══ Passage provided ══
While pinning down the origin of these differences will be an issue for further investigation, here we note the necessity for research into emotion words to take into account these interactions as potential sources of systematic error.
An interesting aspect of emotional ratings is their use to quantify attitudes and opinions toward physical, psychological, and social phenomena either in the population at large or in specific target groups. We showcase here emotional ratings to the semantic categories of disease (Fig. 8) and occupation (Fig. 9), based on Van Overschelde et al.’s (2004) category norms, with occasional additions of semantically similar words. As Fig. 8 suggests, all diseases are rated as words evoking negative feelings, high arousal, and feelings of being controlled; that is, all ratings were below the median of valence/dominance and above the median of arousal in the entire data set (shown as a dotted line). Sexually transmitted diseases were judged as being among the most negative and the most anxiety-provoking entries in the subset. This is generally in line with surveys of attitudes that list sexually transmitted diseases as being among the most stigmatized medical conditions (e.g., Brems, Johnson, Warner, & Roberts, 2010). The most feared medical conditions—cancer, Alzheimer’s, heart disease, and stroke (listed by decreasing percentages of respondents who feared them; MetLife Foundation, 2011; YouGov, 2011)—are also among the most negative, the least controllable, and the most anxiety-provoking diseases.
Ratings of valence to occupations revealed that the best-paying professions in the list were judged as being the most negative, below the median in the overall data set: compare “lawyer,” “dentist,” and “manager.” The correlation between average income, as reported by the Bureau of Labor Statistics (2011), and mean valence is indeed negative, but it does not reach significance (r = −.167, p = .434), possibly due to reduced statistical power (df = 22). Some interesting contrasts can be seen that might prove interesting to social scientists. For example, both the words “police officer” and “firefighter” are rated as highly arousing, but “police officer” is viewed negatively while “firefighter” is viewed positively. In contrast, “librarian” is a positive but completely unarousing occupation term.
═══
══ Data shown ══
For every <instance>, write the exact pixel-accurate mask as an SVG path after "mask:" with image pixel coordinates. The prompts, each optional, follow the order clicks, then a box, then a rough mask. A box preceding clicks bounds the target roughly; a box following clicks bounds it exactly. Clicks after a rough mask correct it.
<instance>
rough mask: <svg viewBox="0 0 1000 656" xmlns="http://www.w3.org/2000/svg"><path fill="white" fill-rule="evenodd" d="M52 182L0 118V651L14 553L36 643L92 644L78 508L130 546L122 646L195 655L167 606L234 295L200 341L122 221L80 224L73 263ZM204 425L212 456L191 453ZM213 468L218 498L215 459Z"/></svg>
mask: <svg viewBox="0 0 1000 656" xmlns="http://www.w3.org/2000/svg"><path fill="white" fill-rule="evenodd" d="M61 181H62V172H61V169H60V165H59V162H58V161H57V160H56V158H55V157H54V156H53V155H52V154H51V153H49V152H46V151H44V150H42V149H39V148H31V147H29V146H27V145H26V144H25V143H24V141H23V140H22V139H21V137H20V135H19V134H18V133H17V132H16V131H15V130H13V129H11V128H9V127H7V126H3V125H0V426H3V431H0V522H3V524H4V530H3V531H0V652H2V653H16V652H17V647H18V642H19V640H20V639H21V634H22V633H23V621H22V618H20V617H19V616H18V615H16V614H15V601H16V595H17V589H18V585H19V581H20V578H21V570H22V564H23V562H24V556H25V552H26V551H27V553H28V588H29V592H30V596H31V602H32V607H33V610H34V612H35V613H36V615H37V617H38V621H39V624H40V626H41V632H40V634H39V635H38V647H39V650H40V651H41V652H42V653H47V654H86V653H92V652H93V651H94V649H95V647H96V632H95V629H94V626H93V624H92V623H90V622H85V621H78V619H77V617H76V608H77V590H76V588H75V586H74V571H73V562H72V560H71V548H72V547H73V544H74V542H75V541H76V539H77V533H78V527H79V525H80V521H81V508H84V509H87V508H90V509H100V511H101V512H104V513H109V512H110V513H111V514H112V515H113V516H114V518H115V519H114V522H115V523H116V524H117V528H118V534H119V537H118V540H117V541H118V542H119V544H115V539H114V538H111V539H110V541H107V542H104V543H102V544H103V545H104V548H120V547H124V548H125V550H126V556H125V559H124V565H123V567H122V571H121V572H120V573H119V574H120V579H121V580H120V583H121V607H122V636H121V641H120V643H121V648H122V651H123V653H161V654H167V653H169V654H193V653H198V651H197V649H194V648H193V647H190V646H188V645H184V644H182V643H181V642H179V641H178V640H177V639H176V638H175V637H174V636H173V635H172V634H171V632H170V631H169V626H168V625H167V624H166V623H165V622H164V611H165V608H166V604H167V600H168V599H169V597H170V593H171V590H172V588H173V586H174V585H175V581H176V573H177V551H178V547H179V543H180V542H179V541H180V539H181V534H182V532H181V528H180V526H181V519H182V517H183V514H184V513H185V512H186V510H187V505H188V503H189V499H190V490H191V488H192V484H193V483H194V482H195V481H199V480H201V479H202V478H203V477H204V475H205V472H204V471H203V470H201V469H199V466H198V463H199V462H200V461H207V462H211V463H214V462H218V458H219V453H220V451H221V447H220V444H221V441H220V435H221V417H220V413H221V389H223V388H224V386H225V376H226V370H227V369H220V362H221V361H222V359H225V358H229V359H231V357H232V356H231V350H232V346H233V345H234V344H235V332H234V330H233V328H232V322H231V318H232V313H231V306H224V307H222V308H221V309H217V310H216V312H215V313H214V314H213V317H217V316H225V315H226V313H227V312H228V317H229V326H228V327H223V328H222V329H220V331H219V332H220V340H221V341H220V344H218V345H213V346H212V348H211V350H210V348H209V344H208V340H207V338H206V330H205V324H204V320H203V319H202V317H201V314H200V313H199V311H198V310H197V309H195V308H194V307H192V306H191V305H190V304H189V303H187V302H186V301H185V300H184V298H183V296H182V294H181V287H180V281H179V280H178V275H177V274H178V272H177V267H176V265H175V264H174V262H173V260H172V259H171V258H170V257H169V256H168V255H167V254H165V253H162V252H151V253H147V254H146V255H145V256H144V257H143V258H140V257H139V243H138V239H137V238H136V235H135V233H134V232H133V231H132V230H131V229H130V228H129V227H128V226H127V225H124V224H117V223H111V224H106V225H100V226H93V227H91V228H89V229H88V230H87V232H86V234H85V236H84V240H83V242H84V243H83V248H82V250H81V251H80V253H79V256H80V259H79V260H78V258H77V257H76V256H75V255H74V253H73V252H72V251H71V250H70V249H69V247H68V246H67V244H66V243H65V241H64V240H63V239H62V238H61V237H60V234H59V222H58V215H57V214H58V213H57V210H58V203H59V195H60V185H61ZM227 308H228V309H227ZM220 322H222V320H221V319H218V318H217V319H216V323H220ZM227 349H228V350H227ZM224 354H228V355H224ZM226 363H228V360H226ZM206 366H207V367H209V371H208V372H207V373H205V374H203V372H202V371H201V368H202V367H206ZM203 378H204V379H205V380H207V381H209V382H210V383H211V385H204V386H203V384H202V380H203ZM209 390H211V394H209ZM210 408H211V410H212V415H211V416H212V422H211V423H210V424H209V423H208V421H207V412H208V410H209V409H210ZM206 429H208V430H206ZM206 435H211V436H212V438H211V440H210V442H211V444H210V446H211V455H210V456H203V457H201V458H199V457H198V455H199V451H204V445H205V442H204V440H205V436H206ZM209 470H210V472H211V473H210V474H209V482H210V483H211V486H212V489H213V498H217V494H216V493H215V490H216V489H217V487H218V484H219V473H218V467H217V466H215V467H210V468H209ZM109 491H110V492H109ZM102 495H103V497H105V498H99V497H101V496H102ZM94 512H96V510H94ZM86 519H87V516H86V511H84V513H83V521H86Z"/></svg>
═══
(Problem 1) In the passage on emotional ratings of disease and occupation words, which occupation term is described as positive but completely unarousing?
(Problem 2) Pick up the passage on emotional ratings of disease and occupation words after its last sentence and continue it.

(Answer box 1) "Librarian."

(Answer box 2)
Emotional ratings are also a useful tool for studying gender differences in attitudes and beliefs. Figure 10 reports gender differences in ratings to terms denoting weaponry, with the difference between the ratings of female and male responders on the y-axis. The upper parts of the plots in Fig. 10 show words that were given higher valence, arousal, or dominance ratings by female responders; dotted lines represent the no-difference line. Words in blue color stand for items for which the difference in ratings between gender groups reached significance at the p < .01 level in two-tailed independent t tests.
All three emotional dimensions showed a significantly greater number of ratings in the lower parts of the plots (all p values in chi-square tests < .01). This indicates that male responders generally have a happier, more aroused, and more in-control attitude toward weapons, especially fire weapons and the bow, for which the gender difference in ratings reached significance.
A similar bias toward higher valence, arousal, and dominance can be observed in ratings of male responders to taboo words and sexual terms. As Figs. 11 and 12 demonstrate, most lexical items in this subset are located below the dotted lines, revealing overall higher ratings for taboo words in male responders (marked in blue if reaching significance) and, in rare cases, in female responders (marked in red if reaching significance). The observed discrepancies in attitudes are corroborated by Janschewitz (2008), Newman, Groom, Handelman, and Pennebaker (2008), and Petersen and Hyde (2010). The discrepancies also explain the disproportionate presence of sexual terms and taboo words among lexical items with exceedingly variable ratings (see the highlighted words in Fig. 2 whose standard deviations are larger than the value predicted from their means).